--- TRECHO APRESENTADO ---
********

Uma história que nos faz lembrar do impacto emocional do Heart of Darkness, ou da excitação do filme Aliens, certo? Uma incursão perigosa num território desconhecido, onde as surpresas são fatais e a desatenção pode comprometer o objectivo. Material para uma grande história, semeada com algumas interrogações sobre a natureza da Besta e do seu rosto...

Infelizmente, Reynolds não consegue lidar com a promessa do material, recorrendo a uma prosa sensaborona, à pouca imaginação dos desafios e dos perigos colocados à expedição, a uma completa falta de engenho na condução de uma história de suspense, e terminando tudo com um desfecho pouco convincente. A tal ponto que durante a leitura, ocorreu-me continuamente como aquele cenário, seria material para a concepção de um filme bastante interessante, mas com uma história diferente, bem escrita. Aparentemente esta história baseia-se fortemente no universo do ciclo Revelation Space do autor, mas se ter conhecimento deste melhora a experiência da mesma, não esconde o facto de que, isoladamente, não funcionar como devia. 

«The Town on Blighted Sea» de A. M. Dellamonica não melhora a sensação, e num cenário de convívio entre humanos e terrestres, de novo perturbado pelos traumas de de pós-guerra, apresenta uma história de assassinato e prazeres ilegais que parece saida de um filme do Steven Seagal.

«Every Hole is Outlined» decorre numa nave de transporte de mercadorias capaz de sobreviver a gerações de tripulantes, quase como se fosse um mundo isolado. Neste universo a escravatura voltou a ser uma opção vigente em determinados planetas, e por virtude do falecimento da companheira do matemático da actual tripulação, ele próprio já de idade avançada e necessitando de passar os conhecimentos a outro elemento, decidem adquirir uma escrava num dos mercados e convencê-la a trabalhar enquanto companheira dele em troca da sua liberdade. O segredo do matemático é que vê fantasmas (sim, fantasmas) a bordo da nave, e em breve ela também os vê. Saltando de cena em cena sem qualquer traço de emoção, eis uma história que se queria emotiva e sentimental, mas que foi escrita com o lado racional do cérebro. John Barnes, pela sua experiência como semiótico, consegue traçar universos estranhos e diferentes do nosso, mas talvez porque segue o raciocínio e não a intuição, estes universos nunca chegam a ser realmente perturbadores e interessantes. Ou então é incapaz de contar uma história. De qualquer forma, mais uma leitura que não acrescenta nada à vida.

********

--- DADOS DE ORIGEM ---
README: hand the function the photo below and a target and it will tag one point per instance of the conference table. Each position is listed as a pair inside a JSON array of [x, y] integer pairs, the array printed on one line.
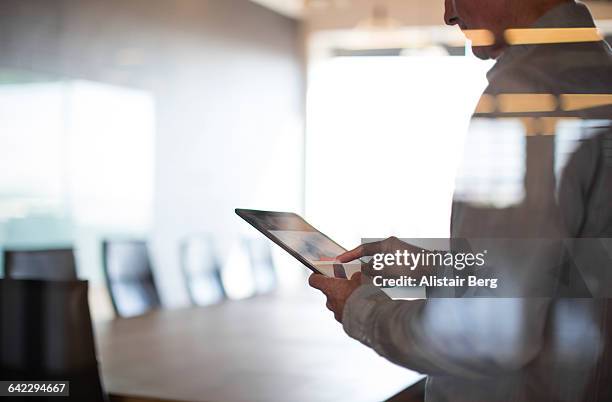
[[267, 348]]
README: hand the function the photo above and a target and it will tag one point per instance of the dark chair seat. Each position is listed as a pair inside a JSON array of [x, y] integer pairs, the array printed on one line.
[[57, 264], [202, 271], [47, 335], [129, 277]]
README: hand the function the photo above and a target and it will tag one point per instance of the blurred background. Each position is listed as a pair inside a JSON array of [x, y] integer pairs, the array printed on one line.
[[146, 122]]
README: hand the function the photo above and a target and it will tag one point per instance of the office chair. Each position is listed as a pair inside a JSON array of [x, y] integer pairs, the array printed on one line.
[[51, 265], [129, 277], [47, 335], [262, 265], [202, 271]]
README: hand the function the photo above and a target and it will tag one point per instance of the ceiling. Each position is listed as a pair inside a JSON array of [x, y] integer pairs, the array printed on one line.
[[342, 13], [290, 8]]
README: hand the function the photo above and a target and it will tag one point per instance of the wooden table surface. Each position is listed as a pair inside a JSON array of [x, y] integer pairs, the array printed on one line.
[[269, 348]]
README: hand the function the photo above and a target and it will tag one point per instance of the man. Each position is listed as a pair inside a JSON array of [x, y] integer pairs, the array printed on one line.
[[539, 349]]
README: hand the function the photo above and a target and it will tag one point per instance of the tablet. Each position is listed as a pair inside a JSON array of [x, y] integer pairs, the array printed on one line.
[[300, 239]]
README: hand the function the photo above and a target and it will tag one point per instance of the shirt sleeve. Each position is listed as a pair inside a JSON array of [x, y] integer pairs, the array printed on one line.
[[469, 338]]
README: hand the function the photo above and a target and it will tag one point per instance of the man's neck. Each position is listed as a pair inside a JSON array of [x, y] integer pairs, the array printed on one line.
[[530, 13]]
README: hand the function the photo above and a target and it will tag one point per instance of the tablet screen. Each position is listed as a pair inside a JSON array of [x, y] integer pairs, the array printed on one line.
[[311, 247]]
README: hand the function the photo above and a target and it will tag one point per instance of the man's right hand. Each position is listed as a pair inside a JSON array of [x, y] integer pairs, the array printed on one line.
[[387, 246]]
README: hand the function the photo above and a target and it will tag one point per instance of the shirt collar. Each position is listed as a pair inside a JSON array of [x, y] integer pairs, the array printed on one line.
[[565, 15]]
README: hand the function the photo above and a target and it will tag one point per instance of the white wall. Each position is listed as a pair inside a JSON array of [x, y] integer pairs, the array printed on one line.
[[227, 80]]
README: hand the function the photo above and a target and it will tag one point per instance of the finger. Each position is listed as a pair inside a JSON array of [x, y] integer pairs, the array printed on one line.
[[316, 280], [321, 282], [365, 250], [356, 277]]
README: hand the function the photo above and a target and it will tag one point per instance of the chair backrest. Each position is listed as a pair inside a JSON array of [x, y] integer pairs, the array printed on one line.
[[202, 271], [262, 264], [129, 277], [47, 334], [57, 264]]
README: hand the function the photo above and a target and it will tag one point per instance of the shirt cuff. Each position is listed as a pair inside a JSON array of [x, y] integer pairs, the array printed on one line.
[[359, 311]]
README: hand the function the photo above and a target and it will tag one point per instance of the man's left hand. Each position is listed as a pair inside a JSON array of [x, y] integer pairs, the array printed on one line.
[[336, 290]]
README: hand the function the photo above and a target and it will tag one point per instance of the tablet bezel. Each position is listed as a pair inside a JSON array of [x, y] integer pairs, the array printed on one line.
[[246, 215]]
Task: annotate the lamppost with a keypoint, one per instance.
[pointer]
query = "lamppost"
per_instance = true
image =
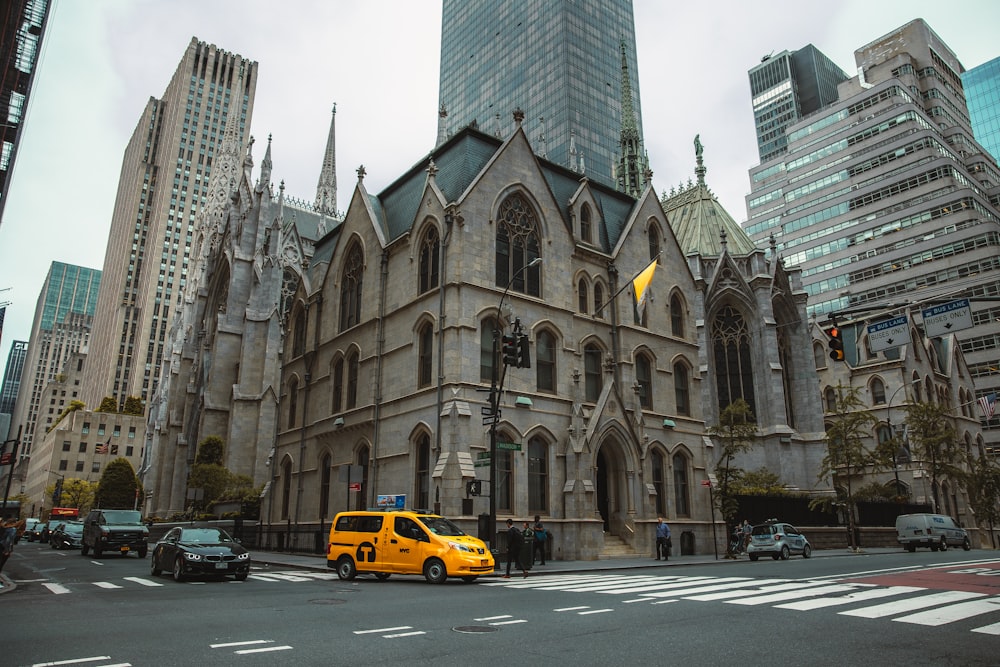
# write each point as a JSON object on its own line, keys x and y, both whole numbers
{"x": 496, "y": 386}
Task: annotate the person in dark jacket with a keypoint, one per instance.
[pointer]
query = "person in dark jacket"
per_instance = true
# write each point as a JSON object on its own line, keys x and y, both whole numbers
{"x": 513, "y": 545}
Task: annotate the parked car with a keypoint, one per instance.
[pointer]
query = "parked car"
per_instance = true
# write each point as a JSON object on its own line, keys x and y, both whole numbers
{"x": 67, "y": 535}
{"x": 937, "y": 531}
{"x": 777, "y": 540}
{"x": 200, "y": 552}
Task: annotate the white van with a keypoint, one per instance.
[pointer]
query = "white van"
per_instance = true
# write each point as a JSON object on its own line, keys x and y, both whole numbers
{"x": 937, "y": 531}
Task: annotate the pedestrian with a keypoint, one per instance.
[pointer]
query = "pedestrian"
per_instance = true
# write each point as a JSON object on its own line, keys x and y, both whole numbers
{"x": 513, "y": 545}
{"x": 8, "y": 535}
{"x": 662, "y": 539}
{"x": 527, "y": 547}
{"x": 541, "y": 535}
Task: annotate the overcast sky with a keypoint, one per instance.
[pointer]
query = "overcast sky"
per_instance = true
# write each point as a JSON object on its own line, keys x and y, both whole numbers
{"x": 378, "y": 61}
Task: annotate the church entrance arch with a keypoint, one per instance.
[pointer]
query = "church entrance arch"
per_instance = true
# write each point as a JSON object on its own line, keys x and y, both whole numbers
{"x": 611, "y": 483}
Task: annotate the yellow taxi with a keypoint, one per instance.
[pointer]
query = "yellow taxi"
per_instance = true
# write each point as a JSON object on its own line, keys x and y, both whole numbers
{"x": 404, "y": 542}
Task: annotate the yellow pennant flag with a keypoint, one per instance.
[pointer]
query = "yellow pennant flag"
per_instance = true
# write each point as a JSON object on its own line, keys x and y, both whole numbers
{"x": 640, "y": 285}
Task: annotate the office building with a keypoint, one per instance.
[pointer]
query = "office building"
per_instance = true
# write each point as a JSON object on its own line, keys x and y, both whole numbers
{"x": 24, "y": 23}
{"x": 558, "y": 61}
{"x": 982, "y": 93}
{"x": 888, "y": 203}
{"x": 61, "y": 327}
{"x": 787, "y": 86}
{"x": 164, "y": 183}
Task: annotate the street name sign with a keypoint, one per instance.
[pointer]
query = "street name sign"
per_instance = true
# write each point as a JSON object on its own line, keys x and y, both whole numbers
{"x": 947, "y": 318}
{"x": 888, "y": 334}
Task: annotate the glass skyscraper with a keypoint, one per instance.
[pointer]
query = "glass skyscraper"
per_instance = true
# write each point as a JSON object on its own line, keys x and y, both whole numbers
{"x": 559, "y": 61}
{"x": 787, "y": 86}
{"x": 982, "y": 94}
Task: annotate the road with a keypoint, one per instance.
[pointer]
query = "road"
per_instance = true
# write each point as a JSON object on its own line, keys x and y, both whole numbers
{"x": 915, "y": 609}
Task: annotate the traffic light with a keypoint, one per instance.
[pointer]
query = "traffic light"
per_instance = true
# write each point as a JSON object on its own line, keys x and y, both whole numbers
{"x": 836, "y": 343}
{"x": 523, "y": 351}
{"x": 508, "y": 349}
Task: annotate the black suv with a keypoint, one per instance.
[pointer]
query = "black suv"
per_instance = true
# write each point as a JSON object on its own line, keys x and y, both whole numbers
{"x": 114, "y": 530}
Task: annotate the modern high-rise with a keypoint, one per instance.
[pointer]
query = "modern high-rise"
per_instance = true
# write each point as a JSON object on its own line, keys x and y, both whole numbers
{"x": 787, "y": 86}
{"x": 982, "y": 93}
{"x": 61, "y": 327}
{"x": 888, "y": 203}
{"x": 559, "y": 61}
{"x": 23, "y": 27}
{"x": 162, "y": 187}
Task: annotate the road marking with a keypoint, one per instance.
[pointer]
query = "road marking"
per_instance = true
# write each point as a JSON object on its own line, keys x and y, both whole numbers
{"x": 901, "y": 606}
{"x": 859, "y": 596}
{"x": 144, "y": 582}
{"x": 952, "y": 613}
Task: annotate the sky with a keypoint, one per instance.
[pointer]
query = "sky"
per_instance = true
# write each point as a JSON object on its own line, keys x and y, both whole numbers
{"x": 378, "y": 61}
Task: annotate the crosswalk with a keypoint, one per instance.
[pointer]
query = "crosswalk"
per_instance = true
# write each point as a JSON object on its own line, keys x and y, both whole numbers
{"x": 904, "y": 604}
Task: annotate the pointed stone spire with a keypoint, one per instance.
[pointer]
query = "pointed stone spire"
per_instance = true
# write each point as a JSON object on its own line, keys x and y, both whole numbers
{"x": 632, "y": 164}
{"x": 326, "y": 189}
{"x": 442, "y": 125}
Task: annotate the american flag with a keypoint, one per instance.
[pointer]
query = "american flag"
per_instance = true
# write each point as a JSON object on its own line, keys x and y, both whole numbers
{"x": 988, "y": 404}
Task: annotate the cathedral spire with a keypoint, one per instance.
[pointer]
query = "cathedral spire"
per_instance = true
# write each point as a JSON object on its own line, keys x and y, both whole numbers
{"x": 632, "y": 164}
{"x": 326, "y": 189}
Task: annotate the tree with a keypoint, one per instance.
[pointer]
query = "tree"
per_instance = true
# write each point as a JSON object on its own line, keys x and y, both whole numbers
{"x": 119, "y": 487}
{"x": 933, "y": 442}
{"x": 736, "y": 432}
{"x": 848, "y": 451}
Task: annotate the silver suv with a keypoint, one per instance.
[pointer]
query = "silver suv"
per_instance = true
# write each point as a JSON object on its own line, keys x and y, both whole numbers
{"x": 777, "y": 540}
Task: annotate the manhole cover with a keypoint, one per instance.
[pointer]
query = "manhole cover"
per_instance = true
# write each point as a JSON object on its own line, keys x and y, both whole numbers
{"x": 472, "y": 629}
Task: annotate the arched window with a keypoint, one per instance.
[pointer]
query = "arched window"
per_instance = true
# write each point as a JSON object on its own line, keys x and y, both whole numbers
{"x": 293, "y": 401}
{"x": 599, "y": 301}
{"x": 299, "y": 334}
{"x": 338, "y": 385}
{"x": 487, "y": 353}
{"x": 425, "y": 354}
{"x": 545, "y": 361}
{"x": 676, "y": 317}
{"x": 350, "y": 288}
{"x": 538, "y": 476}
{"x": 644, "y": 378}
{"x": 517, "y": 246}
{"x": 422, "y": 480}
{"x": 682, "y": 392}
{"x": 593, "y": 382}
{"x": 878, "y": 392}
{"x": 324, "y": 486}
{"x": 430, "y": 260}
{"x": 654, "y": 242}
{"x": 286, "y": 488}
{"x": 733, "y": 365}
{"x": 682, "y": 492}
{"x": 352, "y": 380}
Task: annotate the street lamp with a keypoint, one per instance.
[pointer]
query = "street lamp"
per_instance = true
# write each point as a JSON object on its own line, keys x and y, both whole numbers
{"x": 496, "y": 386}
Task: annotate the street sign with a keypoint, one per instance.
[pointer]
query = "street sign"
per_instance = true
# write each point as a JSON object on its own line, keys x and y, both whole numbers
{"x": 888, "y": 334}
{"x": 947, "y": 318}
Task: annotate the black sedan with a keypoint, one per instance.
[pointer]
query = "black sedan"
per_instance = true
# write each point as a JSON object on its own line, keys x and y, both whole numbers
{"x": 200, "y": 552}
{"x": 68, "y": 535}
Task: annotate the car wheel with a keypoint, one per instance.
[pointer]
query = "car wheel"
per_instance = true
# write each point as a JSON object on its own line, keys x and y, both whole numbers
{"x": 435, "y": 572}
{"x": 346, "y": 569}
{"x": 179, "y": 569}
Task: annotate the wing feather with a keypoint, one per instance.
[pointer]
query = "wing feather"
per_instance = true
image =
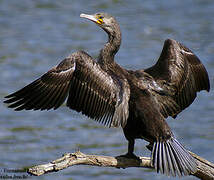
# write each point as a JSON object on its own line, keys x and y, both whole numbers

********

--- PARTES DO EXERCÍCIO ---
**a)** Segundo a resenha, por que a tripulação da nave de «Every Hole is Outlined» decide adquirir uma escrava? Responda em uma a três frases.
**b)** Transcreva da resenha o trecho que começa nas palavras "Infelizmente, Reynolds não" e termina depois das palavras "funcionar como devia.".
As entradas não são necessárias para este exercício.

--- RESPOSTAS ESCRITAS ---
**a)** A companheira do matemático da tripulação faleceu, e ele, já de idade avançada, precisa passar seus conhecimentos a outro elemento. Por isso a tripulação decide comprar uma escrava num dos mercados e convencê-la a trabalhar como companheira dele em troca da liberdade.

**b)**
Infelizmente, Reynolds não consegue lidar com a promessa do material, recorrendo a uma prosa sensaborona, à pouca imaginação dos desafios e dos perigos colocados à expedição, a uma completa falta de engenho na condução de uma história de suspense, e terminando tudo com um desfecho pouco convincente. A tal ponto que durante a leitura, ocorreu-me continuamente como aquele cenário, seria material para a concepção de um filme bastante interessante, mas com uma história diferente, bem escrita. Aparentemente esta história baseia-se fortemente no universo do ciclo Revelation Space do autor, mas se ter conhecimento deste melhora a experiência da mesma, não esconde o facto de que, isoladamente, não funcionar como devia.